Aim of the task = From the line containing "Target: black leather belt" onward to the last line of the data below, copy each line exactly and add nothing.

(Beginning of Extracted information)

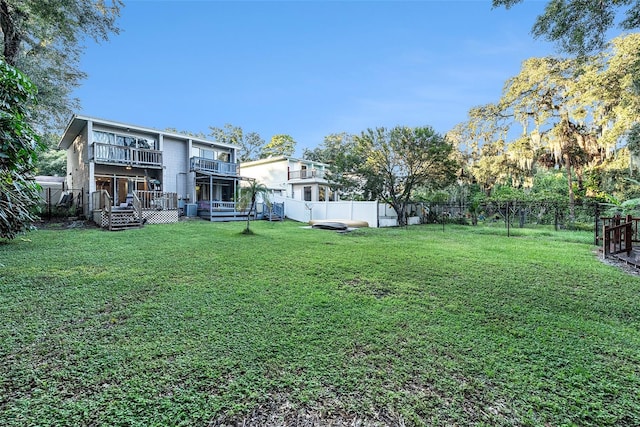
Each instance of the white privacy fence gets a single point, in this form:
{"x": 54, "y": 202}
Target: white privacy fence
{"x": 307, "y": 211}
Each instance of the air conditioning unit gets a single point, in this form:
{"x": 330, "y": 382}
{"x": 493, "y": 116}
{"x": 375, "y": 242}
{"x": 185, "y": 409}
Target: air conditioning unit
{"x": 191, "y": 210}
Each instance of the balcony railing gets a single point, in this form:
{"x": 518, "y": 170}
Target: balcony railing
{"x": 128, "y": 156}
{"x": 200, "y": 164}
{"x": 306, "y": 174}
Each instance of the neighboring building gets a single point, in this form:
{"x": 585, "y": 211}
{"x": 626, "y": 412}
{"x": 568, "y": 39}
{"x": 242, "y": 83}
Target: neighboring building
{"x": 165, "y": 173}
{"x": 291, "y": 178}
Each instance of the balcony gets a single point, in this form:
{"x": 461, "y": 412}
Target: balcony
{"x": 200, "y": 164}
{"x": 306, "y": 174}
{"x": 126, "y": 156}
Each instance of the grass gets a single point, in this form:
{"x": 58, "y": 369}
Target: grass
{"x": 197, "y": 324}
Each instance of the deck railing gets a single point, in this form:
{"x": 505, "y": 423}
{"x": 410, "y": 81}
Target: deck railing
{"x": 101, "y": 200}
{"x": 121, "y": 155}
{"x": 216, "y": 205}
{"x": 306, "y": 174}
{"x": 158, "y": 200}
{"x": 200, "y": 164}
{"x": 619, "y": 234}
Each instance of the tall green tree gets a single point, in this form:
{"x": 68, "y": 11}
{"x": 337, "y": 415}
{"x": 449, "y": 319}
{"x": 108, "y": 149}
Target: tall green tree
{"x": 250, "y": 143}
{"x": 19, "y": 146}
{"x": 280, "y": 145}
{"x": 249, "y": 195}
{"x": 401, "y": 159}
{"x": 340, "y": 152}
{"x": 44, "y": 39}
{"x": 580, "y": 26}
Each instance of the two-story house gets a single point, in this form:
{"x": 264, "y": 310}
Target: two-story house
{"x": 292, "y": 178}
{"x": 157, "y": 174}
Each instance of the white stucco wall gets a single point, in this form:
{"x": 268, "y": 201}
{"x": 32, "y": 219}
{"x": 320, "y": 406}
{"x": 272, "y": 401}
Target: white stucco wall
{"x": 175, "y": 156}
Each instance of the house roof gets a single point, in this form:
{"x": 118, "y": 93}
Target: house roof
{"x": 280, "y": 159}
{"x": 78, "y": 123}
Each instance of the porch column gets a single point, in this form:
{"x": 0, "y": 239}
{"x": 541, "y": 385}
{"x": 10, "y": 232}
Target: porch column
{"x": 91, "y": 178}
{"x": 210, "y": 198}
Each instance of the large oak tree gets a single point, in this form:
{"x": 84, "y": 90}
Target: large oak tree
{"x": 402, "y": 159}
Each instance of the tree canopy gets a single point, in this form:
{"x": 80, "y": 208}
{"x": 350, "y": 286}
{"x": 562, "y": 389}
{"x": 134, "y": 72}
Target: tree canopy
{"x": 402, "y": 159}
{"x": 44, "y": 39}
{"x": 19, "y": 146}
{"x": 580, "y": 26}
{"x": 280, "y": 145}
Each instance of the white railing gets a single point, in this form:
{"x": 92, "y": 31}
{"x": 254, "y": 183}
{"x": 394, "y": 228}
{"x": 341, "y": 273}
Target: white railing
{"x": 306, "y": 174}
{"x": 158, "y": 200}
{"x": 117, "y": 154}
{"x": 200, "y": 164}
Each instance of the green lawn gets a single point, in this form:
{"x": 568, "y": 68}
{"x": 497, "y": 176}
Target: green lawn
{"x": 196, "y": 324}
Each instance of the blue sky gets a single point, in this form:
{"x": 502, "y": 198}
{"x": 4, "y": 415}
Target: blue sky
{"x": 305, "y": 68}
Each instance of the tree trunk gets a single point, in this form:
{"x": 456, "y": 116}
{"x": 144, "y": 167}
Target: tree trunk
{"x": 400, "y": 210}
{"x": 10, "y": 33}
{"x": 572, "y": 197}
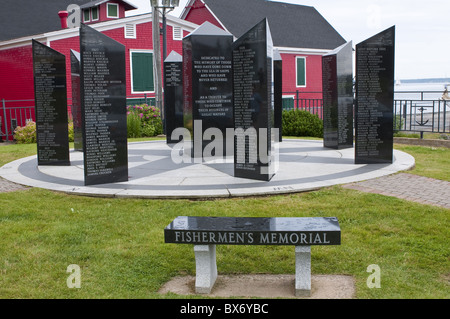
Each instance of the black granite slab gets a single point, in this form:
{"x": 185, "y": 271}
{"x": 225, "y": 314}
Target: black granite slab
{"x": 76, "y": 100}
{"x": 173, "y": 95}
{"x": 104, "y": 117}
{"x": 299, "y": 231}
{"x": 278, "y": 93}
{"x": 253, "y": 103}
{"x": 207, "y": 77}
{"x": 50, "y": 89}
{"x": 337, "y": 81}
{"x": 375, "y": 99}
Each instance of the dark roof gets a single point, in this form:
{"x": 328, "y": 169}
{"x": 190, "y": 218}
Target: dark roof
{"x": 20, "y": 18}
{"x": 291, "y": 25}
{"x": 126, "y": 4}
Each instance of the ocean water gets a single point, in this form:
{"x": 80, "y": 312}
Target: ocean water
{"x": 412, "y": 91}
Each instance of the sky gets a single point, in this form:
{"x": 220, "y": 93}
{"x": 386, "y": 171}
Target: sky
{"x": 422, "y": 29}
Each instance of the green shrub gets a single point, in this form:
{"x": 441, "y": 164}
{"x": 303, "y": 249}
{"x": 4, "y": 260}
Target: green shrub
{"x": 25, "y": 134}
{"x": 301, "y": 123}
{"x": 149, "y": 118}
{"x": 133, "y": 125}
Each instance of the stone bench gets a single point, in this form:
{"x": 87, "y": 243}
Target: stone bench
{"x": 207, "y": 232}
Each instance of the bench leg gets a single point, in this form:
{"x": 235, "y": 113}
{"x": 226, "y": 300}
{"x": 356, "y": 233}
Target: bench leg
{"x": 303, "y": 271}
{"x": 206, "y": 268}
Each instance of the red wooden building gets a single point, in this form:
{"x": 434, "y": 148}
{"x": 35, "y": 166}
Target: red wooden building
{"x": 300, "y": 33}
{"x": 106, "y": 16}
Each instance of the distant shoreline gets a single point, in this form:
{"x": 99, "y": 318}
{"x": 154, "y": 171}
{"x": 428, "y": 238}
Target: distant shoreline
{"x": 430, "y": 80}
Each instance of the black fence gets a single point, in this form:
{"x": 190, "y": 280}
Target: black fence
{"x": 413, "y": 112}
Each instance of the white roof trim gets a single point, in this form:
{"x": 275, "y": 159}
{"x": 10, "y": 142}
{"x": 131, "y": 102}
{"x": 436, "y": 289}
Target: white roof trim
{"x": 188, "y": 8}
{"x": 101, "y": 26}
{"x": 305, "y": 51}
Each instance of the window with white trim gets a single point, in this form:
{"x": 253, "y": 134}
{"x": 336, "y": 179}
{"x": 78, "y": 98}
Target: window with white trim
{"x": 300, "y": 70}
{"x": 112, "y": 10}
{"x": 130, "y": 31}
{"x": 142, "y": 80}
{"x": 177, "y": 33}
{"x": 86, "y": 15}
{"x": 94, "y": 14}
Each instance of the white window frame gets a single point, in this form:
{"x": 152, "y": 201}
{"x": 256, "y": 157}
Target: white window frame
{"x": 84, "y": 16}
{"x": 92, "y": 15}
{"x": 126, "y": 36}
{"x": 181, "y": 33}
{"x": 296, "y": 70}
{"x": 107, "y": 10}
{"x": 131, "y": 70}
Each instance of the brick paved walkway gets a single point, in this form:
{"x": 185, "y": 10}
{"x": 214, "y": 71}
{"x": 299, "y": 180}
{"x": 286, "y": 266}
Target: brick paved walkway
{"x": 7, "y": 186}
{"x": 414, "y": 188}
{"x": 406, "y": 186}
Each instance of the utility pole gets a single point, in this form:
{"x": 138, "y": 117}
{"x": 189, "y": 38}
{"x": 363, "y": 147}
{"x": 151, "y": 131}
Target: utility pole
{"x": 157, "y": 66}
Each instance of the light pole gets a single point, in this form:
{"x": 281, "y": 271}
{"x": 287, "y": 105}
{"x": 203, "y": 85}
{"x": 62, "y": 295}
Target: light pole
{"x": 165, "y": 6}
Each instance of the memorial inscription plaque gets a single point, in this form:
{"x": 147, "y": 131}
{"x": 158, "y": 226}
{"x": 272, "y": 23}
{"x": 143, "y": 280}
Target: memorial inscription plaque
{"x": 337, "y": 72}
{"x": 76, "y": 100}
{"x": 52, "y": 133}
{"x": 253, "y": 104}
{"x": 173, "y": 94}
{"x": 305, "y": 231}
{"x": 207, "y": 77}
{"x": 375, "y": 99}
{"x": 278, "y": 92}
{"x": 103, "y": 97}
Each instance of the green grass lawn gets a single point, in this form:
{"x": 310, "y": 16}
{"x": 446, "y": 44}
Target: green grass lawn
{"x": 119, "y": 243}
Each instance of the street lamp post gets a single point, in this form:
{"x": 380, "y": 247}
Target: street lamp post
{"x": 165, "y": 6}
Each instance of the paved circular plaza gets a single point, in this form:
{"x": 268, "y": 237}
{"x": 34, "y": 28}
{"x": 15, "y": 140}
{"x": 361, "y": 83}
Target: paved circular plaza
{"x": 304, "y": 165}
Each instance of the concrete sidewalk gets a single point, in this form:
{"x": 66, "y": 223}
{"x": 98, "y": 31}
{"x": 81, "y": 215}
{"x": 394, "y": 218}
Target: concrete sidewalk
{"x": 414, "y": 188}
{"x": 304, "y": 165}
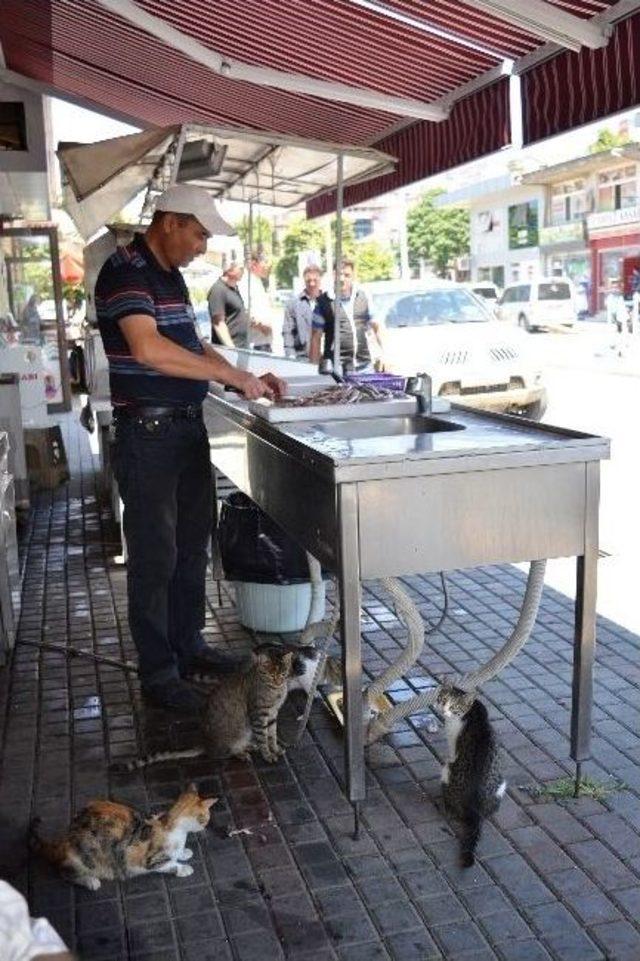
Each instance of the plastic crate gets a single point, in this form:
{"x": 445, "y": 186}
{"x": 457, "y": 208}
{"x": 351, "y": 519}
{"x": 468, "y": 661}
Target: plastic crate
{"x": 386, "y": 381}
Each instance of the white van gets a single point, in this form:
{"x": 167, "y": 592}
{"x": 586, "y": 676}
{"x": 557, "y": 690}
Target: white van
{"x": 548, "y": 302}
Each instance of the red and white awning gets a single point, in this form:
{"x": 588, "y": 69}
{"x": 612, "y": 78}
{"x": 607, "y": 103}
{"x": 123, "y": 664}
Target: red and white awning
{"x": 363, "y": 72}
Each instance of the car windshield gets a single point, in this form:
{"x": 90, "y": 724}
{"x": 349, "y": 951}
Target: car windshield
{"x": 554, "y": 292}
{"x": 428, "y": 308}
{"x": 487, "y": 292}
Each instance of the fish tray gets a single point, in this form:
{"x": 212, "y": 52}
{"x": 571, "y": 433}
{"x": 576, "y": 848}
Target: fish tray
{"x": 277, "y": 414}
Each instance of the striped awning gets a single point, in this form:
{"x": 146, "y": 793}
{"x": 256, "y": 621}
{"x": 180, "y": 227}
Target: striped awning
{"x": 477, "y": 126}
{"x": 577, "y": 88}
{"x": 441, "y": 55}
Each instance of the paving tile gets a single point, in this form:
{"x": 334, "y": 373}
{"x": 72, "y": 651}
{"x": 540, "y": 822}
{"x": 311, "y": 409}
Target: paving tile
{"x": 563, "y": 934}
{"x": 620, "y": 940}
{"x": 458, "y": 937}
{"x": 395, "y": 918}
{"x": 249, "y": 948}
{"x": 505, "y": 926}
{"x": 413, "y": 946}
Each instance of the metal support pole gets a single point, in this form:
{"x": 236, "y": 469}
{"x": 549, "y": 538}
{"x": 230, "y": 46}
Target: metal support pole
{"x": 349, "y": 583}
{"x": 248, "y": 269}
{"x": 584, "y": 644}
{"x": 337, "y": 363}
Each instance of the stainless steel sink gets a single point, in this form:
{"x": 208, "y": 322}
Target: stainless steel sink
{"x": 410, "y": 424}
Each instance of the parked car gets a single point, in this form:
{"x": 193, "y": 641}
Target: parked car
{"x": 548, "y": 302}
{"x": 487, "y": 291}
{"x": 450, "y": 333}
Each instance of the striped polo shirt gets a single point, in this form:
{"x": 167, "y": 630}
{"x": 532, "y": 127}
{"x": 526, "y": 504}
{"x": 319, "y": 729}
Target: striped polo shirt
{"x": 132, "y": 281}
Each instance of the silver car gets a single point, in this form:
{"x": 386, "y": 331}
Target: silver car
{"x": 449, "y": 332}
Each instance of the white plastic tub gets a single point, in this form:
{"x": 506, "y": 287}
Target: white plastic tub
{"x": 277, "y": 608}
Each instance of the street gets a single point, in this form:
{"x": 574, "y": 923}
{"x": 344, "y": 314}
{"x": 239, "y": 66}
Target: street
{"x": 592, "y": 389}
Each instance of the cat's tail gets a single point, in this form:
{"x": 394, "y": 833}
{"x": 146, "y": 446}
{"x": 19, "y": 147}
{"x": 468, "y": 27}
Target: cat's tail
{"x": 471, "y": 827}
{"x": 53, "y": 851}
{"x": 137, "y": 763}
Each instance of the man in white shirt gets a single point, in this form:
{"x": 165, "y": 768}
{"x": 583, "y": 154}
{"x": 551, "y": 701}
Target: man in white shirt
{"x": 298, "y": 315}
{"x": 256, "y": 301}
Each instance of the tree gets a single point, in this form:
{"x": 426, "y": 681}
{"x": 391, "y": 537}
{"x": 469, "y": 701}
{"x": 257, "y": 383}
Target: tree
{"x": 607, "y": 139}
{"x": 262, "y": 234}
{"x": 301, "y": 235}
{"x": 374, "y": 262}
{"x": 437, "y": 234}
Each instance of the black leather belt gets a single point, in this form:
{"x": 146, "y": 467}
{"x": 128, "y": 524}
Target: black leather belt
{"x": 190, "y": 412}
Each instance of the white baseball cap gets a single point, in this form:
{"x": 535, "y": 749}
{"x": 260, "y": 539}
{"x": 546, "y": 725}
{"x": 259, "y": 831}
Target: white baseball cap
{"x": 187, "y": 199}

(End of Extracted information)

Answer box =
Target: black leather belt
{"x": 190, "y": 412}
Each instance of the white baseball cap gets a single point, in this form:
{"x": 535, "y": 749}
{"x": 260, "y": 539}
{"x": 546, "y": 725}
{"x": 259, "y": 831}
Target: white baseball cap
{"x": 187, "y": 199}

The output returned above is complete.